Begin Materials provided
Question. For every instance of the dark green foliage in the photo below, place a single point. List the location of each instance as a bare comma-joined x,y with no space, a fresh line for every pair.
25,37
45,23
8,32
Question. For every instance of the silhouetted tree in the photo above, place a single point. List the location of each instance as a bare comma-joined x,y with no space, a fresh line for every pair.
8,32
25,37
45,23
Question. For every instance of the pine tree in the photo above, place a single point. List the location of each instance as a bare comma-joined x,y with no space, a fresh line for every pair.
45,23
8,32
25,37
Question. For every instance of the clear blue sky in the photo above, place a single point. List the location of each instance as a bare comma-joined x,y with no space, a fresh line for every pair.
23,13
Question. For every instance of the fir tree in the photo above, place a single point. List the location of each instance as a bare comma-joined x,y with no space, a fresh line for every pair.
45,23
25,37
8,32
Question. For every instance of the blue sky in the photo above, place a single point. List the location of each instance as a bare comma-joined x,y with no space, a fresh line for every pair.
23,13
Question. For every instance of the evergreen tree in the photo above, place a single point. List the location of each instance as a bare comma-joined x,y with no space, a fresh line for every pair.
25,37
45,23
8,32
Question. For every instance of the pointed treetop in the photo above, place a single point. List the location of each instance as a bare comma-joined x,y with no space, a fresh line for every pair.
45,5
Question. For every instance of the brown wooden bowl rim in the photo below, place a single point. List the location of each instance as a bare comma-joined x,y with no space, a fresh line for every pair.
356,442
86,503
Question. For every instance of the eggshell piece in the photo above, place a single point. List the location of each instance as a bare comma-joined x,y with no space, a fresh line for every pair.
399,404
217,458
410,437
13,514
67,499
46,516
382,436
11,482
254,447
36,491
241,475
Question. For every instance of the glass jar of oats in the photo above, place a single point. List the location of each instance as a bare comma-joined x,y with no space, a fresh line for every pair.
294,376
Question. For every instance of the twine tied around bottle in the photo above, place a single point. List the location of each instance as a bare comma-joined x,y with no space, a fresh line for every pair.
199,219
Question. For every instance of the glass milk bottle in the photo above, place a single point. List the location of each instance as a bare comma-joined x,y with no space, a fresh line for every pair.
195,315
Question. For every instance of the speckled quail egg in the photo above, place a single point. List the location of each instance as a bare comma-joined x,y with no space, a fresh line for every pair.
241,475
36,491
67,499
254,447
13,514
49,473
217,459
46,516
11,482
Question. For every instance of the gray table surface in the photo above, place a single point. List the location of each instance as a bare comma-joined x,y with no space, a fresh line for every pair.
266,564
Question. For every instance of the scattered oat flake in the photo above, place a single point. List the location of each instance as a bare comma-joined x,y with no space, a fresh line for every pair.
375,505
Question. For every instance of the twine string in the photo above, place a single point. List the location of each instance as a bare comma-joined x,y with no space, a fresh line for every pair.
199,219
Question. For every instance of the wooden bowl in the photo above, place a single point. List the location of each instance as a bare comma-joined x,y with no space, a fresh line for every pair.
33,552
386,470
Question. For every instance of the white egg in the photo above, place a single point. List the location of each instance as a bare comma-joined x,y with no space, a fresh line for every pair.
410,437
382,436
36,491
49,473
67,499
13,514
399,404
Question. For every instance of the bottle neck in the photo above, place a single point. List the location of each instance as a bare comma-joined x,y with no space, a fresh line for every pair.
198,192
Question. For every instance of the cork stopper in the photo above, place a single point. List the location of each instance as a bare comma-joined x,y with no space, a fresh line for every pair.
End Materials provided
- [Challenge] From the line containing "Question. For every instance of the wooden" down to the final line of the data, write out every line exactly; both the first and last of these belong in your answer, and nothing else does.

- [Task answer]
Question. For every instance of the wooden bowl in the photo above, place a single point. List the location of each instance as a bare comma-joined x,y with no space, a fresh line for every pair.
33,552
386,470
Question. For every instance of the white egg in the photo above, place a single point. List the location of each instance as a bare comma-joined x,y with no space, a fresh line for every pair.
410,437
382,436
36,491
49,473
67,499
13,514
399,404
Question. For every instance of the bottle neck in the photo above, place a single point. List the location of each instance as a bare comma-joined x,y with no space, a fresh line for every pair.
198,192
Question. For every instance of the cork stopper in the photo above, place a single point. List the location of each instance as a bare comma-joined x,y with no space, a fresh line for every pair.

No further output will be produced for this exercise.